═════ Supplied passage

Tuesday, November 6, 2007

the other half of the paper-writing picture

When describing in my last post how papers fill up the vast majority of my time, I concentrated on my writing process to the exclusion of the vital other half of the formula: reading the assigned texts in the first place! Which I do, always; I'm not the sort of person who could write a paper about something from online summaries or a quick skim of the opening and closing chapters. (Whether or not I read the texts I don't have to write upon is a different story entirely, of course, depending greatly on whether or not they seem interesting. Usually they do, since I'm picky about my classes.)

So what have I read recently? Mansfield Park for my Austen class, which class is to my joy going in chronological order. It's one of the two Austen novels I hadn't read any of before (the other being Emma, which I'm slogging through now), and I was absolutely delighted with it. Fanny and Edmund, Mary and Henry, the terrible Maria and even worse Mrs. Norris... I should really like to see a crisp, clear movie of it, without all the political implications spelled out for modern audiences. Just people in old-fashioned clothes speaking meaningfully to one another, letting the beautiful weight of the story propel itself forward. I wonder if the 1983 BBC version is at all satisfying? It looks like my local library has a DVD re-release of it...

══════════
═════ Supplied information

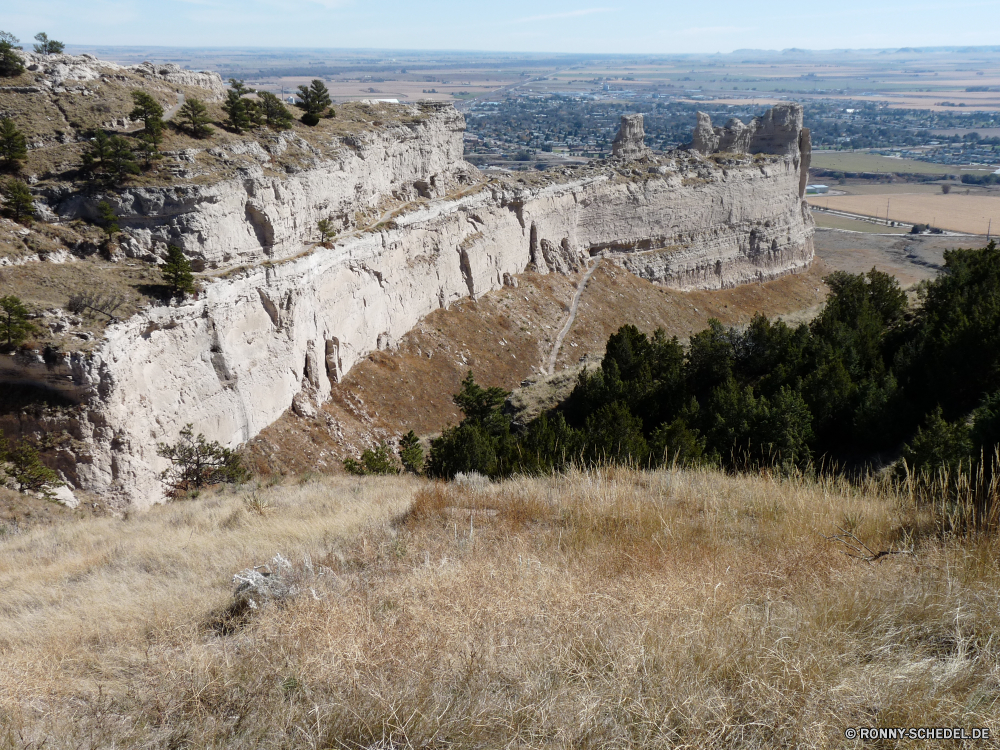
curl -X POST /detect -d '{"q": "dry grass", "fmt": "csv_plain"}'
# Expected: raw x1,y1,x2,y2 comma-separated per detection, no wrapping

══════════

**Required tasks**
A - In the blog post on reading assigned texts, which Austen novel is the writer slogging through now?
B - In the blog post on reading assigned texts, condense the paragraph beginning "So what have I read recently?" into a short bulleted list that keeps its main facts.
C - Pick up the blog post on reading assigned texts from its last sentence and keep writing in the same voice.

**Written responses**
A - Emma.

B -
- Recently read Mansfield Park for an Austen class, which is going in chronological order.
- It is one of two Austen novels not read before; the other, Emma, is being read now.
- Was delighted with it, including characters such as Fanny, Edmund, Mary, Henry, Maria and Mrs. Norris.
- Would like a crisp, clear film of it without the political implications spelled out for modern audiences.
- Wonders whether the 1983 BBC version is satisfying; the local library appears to have a DVD re-release.

C -
For my women in 20th century literature class I just read Virginia Woolf's Orlando, which was also a delight and a treasure -- so much so that I'm planning to write my long paper on it, although I'm a little afraid that I'll end up sick of the book in the process. But how can one end up sick of "a melon, a pineapple, an olive tree, an emerald, and a fox in the snow all in the space of three seconds"? I think the real danger is that I'll dive into the beauty of the language and never remember to come up for air. As it turns out, the professor for my Austen class is teaching Woolf next semester, and I'm going to take it, unless his reaction to this midterm I'm even now working on demonstrates him to have unbearable grading twitches.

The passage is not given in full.